## Exercise
Please produce a character-exact copy of the listing that follows, omitting all images.

[Records provided Boundary: Start]

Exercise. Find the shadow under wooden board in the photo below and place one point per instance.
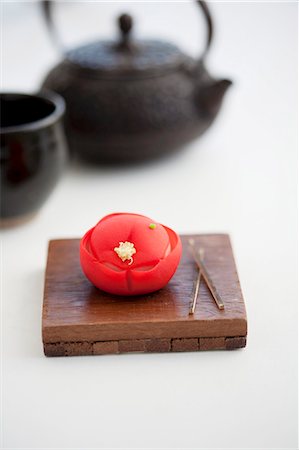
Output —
(79, 319)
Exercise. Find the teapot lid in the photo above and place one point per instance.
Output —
(126, 57)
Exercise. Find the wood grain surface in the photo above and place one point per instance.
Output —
(78, 319)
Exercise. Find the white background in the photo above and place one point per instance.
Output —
(239, 178)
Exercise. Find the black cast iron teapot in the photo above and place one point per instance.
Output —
(130, 100)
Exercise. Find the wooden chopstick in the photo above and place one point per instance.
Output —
(198, 257)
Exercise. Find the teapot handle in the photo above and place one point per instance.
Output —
(47, 12)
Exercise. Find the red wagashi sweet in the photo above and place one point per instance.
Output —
(129, 254)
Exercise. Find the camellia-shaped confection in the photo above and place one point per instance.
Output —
(129, 254)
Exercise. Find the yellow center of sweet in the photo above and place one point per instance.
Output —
(125, 251)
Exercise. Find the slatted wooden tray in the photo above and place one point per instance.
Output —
(78, 319)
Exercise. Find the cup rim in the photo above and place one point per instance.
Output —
(44, 94)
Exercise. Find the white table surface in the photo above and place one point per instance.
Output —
(239, 178)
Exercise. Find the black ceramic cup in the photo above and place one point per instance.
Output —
(33, 152)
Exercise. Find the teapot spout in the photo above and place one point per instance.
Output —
(210, 96)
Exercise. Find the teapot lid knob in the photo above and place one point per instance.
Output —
(125, 23)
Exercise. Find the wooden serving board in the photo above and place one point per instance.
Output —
(79, 319)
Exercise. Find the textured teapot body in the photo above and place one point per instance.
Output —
(129, 119)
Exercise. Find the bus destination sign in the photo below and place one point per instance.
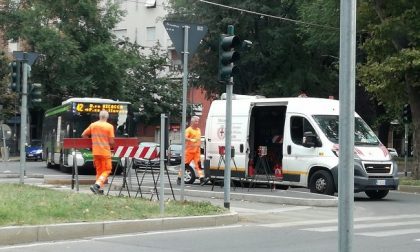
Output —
(96, 107)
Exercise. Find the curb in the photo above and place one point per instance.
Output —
(329, 201)
(409, 189)
(55, 232)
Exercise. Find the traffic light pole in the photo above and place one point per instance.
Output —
(23, 115)
(184, 108)
(228, 134)
(405, 147)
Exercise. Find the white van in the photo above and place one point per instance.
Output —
(299, 136)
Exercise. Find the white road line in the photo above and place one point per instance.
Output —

[Records provided Boundary: End]

## The completed task
Exercise. Find the shadow under wooden board in the photo below and place one point per instance.
Output —
(79, 319)
Exercise. Find the teapot lid in the photo above and place one point per instance.
Output —
(126, 57)
Exercise. Find the wood grain surface in the photo above and place one point per instance.
Output —
(78, 319)
Exercise. Find the white background in the photo above and place one point per instance.
Output —
(239, 178)
Exercise. Find the black cast iron teapot in the photo above and place one point per instance.
Output —
(130, 100)
Exercise. Find the wooden chopstick in the photo above and place one point per instance.
Output —
(198, 257)
Exercise. Find the teapot handle in the photo above and place one point per instance.
Output —
(47, 12)
Exercise. Find the red wagashi sweet in the photo above and place one point per instance.
Output —
(129, 254)
Exercise. Find the camellia-shaped confection in the photo above and place one point per instance.
Output —
(129, 254)
Exercise. Find the yellow center of sweet in the photo above and place one point per instance.
Output —
(125, 251)
Exercise. Find the slatted wooden tray in the photo above and place one point per instance.
Output —
(78, 319)
Exercise. Find the cup rim in the photo above and place one point per instance.
Output —
(44, 94)
Exercise. Find the white table surface in the photo above and place one point per instance.
Output —
(239, 178)
Exercise. Find the black ceramic cup in the photo above and place one point per instance.
Output —
(33, 152)
Exercise. Find the teapot spout in the photo above and place one point per instance.
Output —
(210, 96)
Exercise. Find the teapot lid knob in the photo above and place one point per instance.
Output —
(125, 23)
Exercise. Find the wooden serving board in the photo above and place one point per instance.
Output —
(79, 319)
Exercise. Find the textured teapot body in the photo above and place one point per instance.
Output —
(129, 119)
Exercise. Find the bus destination sign in the photo below and place one point per instance.
Output —
(96, 107)
Exercise. Find the curb in the photo above and place one point per instance.
Output —
(329, 201)
(409, 189)
(55, 232)
Exercise. Find the traffic light pole in the photo above and place one point per instance.
Output —
(23, 115)
(184, 108)
(228, 134)
(405, 147)
Exercise. Find the white van in the photo above and place one point per instance.
Output —
(299, 136)
Exercise. Find the white road line in the photo above and place one point per instance.
Output —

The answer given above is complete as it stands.